* _GOAL OF THE EXERCISE_
The records below must be output exactly, with no images carried over.

Recorded data
%%

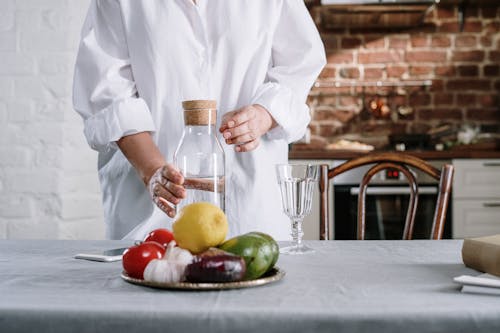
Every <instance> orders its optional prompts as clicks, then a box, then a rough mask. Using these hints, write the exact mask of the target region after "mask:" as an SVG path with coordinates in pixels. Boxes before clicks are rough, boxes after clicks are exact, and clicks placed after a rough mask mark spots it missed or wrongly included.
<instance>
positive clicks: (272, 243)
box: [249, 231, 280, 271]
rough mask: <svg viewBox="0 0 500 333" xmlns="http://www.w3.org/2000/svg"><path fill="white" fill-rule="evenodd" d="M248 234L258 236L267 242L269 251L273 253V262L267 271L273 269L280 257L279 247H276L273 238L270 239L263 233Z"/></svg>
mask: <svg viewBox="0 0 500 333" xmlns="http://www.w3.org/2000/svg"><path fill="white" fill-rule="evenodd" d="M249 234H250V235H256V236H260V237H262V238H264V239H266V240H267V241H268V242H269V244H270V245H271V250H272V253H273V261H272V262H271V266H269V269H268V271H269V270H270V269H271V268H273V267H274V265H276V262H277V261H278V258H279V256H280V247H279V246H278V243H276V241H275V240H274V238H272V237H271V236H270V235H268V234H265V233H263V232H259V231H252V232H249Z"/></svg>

%%

* _ANSWER SPACE_
Every <instance> orders its optional prompts as clicks, then a box, then a rough mask. Using these hints, write the exact mask of the target region after "mask:" as an SVG path with coordinates in pixels. Boxes before clicks are rough, boxes after clicks are exact, and clicks placed after a rough mask mark spots it missed or wrongly included.
<instance>
positive clicks: (272, 243)
box: [249, 231, 280, 271]
rough mask: <svg viewBox="0 0 500 333" xmlns="http://www.w3.org/2000/svg"><path fill="white" fill-rule="evenodd" d="M248 234L258 236L267 242L269 251L273 253V262L267 271L273 269L280 257L279 247H276L273 238L270 239L263 233Z"/></svg>
mask: <svg viewBox="0 0 500 333" xmlns="http://www.w3.org/2000/svg"><path fill="white" fill-rule="evenodd" d="M249 234H250V235H256V236H260V237H262V238H264V239H266V240H267V241H268V242H269V244H270V245H271V250H272V253H273V261H272V262H271V266H269V269H268V271H269V270H270V269H271V268H273V267H274V265H276V262H277V261H278V258H279V256H280V247H279V246H278V243H276V241H275V240H274V238H272V237H271V236H270V235H268V234H265V233H263V232H259V231H252V232H249Z"/></svg>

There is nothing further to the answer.